Brief: Rewrite all the records below with every instance of "gets one point" changed to "receives one point", and keep everything else the same.

Entries shown:
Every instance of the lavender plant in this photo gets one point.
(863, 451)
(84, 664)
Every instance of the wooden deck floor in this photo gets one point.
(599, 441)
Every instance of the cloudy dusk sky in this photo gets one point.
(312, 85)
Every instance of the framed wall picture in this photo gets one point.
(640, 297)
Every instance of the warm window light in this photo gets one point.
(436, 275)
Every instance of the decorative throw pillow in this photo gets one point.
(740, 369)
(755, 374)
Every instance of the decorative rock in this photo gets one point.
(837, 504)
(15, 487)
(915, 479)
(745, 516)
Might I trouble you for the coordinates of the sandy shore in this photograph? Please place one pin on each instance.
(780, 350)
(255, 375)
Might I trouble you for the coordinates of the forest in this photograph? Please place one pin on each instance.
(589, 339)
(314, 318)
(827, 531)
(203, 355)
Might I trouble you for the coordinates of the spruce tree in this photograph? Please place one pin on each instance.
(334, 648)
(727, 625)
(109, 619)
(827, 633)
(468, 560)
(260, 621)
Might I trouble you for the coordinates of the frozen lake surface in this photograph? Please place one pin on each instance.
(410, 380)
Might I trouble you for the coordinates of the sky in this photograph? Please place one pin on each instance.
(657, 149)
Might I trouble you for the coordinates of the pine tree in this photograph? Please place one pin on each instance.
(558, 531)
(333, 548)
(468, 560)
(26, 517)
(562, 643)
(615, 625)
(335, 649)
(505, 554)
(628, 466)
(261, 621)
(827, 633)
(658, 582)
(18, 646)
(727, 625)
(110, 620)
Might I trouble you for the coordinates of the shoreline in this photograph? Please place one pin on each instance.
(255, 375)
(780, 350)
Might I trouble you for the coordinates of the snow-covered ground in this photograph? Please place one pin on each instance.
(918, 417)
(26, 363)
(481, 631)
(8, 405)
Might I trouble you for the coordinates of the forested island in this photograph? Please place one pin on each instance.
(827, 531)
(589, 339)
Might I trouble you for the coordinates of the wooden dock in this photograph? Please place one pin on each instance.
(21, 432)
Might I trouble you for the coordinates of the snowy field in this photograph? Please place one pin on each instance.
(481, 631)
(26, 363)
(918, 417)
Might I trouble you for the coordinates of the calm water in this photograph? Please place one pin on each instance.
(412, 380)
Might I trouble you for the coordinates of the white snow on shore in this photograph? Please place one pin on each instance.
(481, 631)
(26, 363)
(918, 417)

Output of the task:
Every instance of the lavender plant in this photo receives one point.
(863, 451)
(84, 664)
Every instance of the wooden deck floor in this photo receives one point.
(599, 441)
Every instance of the cloudy dusk sky in this photo receives one point.
(312, 85)
Every instance of the framed wall picture in this photo receives one point.
(640, 297)
Every instance of the warm window light in this photo receives one point.
(436, 275)
Every instance of the decorative throw pillow in this photo receives one point.
(740, 369)
(755, 374)
Every instance of the decorative rock in this photo receives one point.
(837, 504)
(15, 487)
(915, 479)
(745, 516)
Might I trouble you for the coordinates of the sandy shore in this photograph? Please place one pin on each instance.
(780, 350)
(255, 375)
Might I trouble you for the coordinates of the forest in this photograph? Please place one pin on each instance.
(589, 339)
(314, 318)
(827, 531)
(203, 355)
Might I trouble you for the coordinates of the spruce tree in this photograph? Please place one pin on each instance.
(334, 648)
(727, 625)
(109, 619)
(827, 633)
(468, 560)
(260, 621)
Might I trouble you for the coordinates of the frozen lake surface in this photograph? Please place one pin on each instance.
(410, 380)
Might I trouble you for the coordinates of the sky in this photograph? Please place one pin on each instance.
(657, 149)
Might I trouble you for the coordinates of the pine tree in this photograph? Please place one pin on each instance.
(558, 531)
(333, 548)
(468, 560)
(26, 517)
(562, 643)
(615, 625)
(335, 649)
(505, 554)
(628, 466)
(261, 621)
(827, 633)
(658, 582)
(18, 646)
(727, 625)
(110, 620)
Might I trouble you for the coordinates of the shoreline in this photograph? Please place one pin on each instance.
(255, 375)
(780, 350)
Might I trouble you for the coordinates of the snow-covered ground in this photograph? Please place one pin on each instance.
(918, 417)
(26, 363)
(481, 631)
(8, 405)
Might I trouble you for the coordinates of the forested island in this photograph? Please place one pin on each instance.
(827, 531)
(589, 339)
Might I trouble you for the coordinates of the wooden dock in this photograph? Please place one pin on each instance.
(21, 432)
Might I trouble you for the coordinates of the snowy field in this photograph? Please place one pin on each instance.
(481, 631)
(26, 363)
(918, 417)
Might I trouble you for the coordinates of the calm water in this photograph? Please place one pin on each instance.
(412, 380)
Might I trouble you for the coordinates of the white snow on shore in this photograph? Please place one pin on each instance.
(481, 631)
(26, 363)
(918, 417)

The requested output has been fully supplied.